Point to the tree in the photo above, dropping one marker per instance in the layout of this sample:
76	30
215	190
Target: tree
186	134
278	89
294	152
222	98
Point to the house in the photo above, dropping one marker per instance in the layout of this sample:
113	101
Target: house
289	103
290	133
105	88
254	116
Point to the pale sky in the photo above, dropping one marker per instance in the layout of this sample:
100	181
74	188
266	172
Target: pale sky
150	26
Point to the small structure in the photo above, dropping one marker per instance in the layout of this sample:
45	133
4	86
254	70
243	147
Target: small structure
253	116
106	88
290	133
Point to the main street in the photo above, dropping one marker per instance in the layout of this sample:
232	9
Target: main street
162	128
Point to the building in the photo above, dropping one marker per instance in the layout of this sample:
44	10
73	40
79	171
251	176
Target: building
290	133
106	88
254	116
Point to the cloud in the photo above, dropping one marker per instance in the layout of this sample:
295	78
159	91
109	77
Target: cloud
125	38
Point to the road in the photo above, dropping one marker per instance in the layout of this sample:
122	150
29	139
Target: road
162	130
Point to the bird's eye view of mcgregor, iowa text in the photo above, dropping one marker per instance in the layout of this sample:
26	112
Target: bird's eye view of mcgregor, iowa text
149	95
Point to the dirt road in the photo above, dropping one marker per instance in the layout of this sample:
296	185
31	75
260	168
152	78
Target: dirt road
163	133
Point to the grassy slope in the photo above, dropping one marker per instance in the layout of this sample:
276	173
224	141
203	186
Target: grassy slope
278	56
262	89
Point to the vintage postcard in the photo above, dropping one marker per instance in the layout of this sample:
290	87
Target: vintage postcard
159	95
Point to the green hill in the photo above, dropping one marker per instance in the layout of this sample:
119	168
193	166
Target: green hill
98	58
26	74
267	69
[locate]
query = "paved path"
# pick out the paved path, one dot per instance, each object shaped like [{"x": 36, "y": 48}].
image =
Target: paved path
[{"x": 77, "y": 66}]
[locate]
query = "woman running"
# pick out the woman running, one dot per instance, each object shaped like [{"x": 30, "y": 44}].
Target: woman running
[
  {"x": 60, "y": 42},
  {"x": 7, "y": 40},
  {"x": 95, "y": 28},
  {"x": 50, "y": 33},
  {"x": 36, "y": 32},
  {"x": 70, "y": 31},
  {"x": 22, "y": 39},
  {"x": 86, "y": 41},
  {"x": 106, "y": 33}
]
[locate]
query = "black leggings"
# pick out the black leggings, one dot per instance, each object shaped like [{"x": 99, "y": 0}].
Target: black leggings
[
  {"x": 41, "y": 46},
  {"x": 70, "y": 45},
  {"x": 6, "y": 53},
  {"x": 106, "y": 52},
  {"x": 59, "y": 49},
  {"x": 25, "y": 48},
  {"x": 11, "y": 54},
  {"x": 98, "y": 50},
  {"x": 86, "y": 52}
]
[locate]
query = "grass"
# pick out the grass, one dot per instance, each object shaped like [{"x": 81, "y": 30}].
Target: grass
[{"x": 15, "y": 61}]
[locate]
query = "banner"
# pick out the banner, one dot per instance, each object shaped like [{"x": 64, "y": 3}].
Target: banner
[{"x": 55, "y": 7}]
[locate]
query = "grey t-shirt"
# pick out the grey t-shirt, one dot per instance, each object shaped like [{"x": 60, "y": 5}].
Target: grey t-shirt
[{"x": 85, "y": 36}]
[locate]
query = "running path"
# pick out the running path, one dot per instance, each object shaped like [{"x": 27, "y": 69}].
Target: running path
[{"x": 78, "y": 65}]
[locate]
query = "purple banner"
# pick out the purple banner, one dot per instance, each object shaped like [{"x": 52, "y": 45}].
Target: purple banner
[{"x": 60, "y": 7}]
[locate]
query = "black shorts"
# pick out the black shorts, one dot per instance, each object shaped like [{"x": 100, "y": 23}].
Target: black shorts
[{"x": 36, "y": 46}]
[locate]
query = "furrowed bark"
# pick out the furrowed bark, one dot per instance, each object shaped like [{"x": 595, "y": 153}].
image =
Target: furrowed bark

-.-.-

▸ **WHAT YOU NEED TO DO**
Search the entries above for the string "bark". Copy each line in which it appears.

▸ **RESPONSE BELOW**
query = "furrowed bark"
# pick out the furrowed bark, one dot per instance, each object shaped like [{"x": 595, "y": 153}].
Target: furrowed bark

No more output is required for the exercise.